▸ **Tasks to perform**:
a. In the passage on the Ewert Grens novels, what made Odjuret break new ground?
b. Which titles does the passage on the Ewert Grens novels give for the books, counting every translated title?
c. Continue the passage on the Ewert Grens novels from its last sentence.

Journalist Anders Roslund teamed up with ex-criminal prison campaigner Börge Hellström to bring us the first Swedish detective Ewert Grens novel in 2004. Odjuret, translated as both The Beast and Pen 33, broke new ground with its realistic portrait of violence and its scathing indictment of the Swedish legal system and society’s reaction to serious crime. The second novel, Box 21 – The Vault in the US – was adapted for TV and launched on All4 in the UK on 7 June.

Over the years the novels have veered more towards entertainment than social critique but it’s always been a balancing act. Knock Knock is Roslund’s first Grens novel since the death of his writing partner Hellström in 2017. Fans will be pleased to know that the spirit of the earlier novels is intact, while newcomers will find a complex plot that explores the underbelly of Swedish society and one of the most distinctive damaged cops in crime fiction.

▸ **Data section**:
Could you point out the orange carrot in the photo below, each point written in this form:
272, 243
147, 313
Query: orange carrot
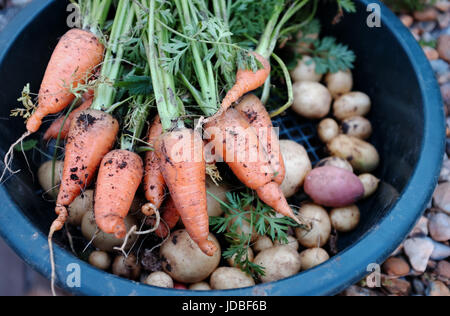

▸ **In response**:
a. Odjuret broke new ground through its realistic portrait of violence and its scathing indictment of the Swedish legal system and of society's reaction to serious crime.

b. Odjuret, The Beast, Pen 33, Box 21, The Vault, Knock Knock

c.
The past. The big day came and went but the little girl is still living off the cake and singing happy birthday to me, amusing herself with games, doing the things the others would complain about if they could. The Lilaj family, her parents, her brother and sister are still and they’ve been that way since their visitor left. Eventually one of the neighbours reports the loud television to the police and when Ewart Grens arrives he can hear childish singing inside. A little girl in a red dress opens the door, Mummy can’t come, she’s not moving. Grens sees the father at the table, bullet to the forehead, the mother is in the kitchen, the older children in their bedrooms. Grens collects up the child and leaves, but no matter how delicately they try to interview her, she’s unable to help them. It’s frustrating, Grens senses she knows something. The child winds up in witness protection, the murderer is never caught.

The present. Detective Superintendent Grens is six months from retirement, he’s trying to ignore the heat and the inevitable rise in crime that accompanies it, preferring to listen to his favourite singer, Siw Malmkvist. He sighs when Mariana Hermansson knocks on his door – the one officer he knows won’t go away. But why is she bothering him with a break-in at an apartment on Dala Street? Nothing was taken. The address was the scene of a serious crime 17 years ago and there’s a handwritten note from Grens in the file that he is to be contacted if anything ever happens there. The story of the little girl comes back to him.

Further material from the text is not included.